Could you copy, word for word, only the lines from the one containing "Can you see the glasses lens?" through the last line of the records below, both included?

──────

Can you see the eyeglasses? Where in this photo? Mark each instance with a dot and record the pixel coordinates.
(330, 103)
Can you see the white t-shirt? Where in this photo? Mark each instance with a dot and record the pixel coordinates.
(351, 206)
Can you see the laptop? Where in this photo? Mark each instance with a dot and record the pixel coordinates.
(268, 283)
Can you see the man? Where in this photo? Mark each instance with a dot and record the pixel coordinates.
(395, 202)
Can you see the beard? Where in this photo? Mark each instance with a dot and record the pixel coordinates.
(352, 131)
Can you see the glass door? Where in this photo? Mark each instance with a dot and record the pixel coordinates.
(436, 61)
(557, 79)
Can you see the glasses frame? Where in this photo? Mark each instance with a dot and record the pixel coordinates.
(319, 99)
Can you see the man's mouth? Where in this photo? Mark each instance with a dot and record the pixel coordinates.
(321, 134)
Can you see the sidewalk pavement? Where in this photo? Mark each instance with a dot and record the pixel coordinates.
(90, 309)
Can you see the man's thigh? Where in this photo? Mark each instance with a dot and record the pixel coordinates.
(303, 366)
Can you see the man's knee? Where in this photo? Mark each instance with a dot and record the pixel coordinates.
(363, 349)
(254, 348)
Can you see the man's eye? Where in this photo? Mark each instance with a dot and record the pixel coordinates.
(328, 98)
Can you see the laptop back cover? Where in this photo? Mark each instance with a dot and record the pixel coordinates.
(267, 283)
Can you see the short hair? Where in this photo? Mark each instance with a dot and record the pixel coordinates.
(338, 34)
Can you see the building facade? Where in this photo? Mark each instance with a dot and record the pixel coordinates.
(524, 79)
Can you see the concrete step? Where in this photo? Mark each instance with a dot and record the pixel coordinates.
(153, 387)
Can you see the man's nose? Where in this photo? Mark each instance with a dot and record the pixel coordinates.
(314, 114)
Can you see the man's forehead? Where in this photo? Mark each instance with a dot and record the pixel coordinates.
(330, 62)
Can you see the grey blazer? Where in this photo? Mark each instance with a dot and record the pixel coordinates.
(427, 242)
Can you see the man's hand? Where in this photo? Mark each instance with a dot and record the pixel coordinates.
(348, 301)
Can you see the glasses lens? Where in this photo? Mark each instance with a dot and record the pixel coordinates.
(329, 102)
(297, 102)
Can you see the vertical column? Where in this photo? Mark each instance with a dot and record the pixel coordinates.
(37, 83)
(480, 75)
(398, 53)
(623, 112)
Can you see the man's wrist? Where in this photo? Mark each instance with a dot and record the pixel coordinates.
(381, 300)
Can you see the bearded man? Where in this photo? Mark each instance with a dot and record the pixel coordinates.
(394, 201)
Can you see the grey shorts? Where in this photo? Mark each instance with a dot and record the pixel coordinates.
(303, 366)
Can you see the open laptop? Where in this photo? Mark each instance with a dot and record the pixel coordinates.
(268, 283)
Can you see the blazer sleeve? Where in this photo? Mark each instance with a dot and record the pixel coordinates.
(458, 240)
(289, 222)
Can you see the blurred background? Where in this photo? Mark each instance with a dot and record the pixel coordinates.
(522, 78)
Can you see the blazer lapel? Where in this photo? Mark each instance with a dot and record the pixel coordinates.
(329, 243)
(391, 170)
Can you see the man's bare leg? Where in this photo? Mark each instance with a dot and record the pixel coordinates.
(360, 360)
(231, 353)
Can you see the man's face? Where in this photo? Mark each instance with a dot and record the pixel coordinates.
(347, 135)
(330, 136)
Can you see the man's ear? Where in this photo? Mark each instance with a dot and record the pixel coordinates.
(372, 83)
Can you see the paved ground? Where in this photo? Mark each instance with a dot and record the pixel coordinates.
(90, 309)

──────

▸ **THE REPLY**:
Can you see the glasses lens? Where in this photo? Mark each instance with a dot and record the pixel coordinates.
(329, 102)
(297, 102)
Can you see the vertical column? Where in this photo? Mark each instance with a dot and record the pixel coordinates.
(37, 83)
(480, 75)
(398, 53)
(623, 112)
Can you see the man's wrist? Where in this photo? Mark each instance with a dot and record the pixel coordinates.
(381, 300)
Can you see the bearded man? Where in this photo? Mark each instance with a dot and record the pixel coordinates.
(394, 201)
Can you see the grey shorts? Where in this photo? Mark each instance with a dot and record the pixel coordinates.
(303, 366)
Can you see the open laptop? Where in this photo? Mark each instance with a dot and record the pixel coordinates.
(268, 283)
Can you see the blazer sleeve? Where in this photo? Mark each instance with a dot and record the pixel coordinates.
(458, 240)
(289, 222)
Can you see the blurred background? Where in this photo? Mark each instance with a dot and record the pixel coordinates.
(522, 78)
Can you see the blazer lapel? Where in this photo? Mark each instance with a dot and record the pixel coordinates.
(329, 243)
(391, 170)
Can you see the man's bare leg? Where in this photo? Mark each instance with a dot and record the pixel coordinates.
(360, 360)
(231, 353)
Can you see the man's face? Where in this photo? Mark each instance with a dot and record the pixel coordinates.
(347, 135)
(330, 136)
Can you see the man's ear? Where in this photo? Mark each instance with a dot and record the pixel coordinates.
(372, 83)
Can you see the paved ground? Where in this photo? Mark each instance with a dot and record the pixel coordinates.
(90, 309)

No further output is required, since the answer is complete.